**REQUIRED WORK**
If a line in the data holds "white", copy that line out in full.

**Phrase grounding data**
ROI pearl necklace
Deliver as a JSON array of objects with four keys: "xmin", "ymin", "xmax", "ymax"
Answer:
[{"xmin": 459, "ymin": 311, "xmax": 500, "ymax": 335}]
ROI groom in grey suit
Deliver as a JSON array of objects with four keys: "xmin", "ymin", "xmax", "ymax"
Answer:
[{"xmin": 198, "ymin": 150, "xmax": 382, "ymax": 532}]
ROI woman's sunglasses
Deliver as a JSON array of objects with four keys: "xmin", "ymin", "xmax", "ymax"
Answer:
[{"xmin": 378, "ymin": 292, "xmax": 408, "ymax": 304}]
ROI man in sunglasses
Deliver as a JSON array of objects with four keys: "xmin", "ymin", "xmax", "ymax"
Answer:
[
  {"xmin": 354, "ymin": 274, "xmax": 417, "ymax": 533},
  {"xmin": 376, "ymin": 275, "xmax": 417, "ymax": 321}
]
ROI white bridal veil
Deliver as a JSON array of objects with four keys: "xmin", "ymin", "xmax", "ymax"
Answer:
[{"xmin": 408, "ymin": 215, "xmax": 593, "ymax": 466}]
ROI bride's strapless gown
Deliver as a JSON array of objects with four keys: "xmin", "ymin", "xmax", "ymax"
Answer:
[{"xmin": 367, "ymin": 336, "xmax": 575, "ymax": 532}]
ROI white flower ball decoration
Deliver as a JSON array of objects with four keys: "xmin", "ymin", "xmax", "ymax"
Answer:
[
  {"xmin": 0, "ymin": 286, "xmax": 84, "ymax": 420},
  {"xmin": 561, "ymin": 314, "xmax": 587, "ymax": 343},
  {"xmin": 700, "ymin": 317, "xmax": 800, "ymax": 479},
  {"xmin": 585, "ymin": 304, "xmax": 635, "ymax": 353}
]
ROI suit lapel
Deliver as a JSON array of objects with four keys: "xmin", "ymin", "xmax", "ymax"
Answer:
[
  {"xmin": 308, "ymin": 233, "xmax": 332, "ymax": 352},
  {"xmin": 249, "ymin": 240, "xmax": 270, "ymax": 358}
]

**OUTPUT FOR THIS EXERCISE**
ROI white bridal veil
ROI white flower ball decoration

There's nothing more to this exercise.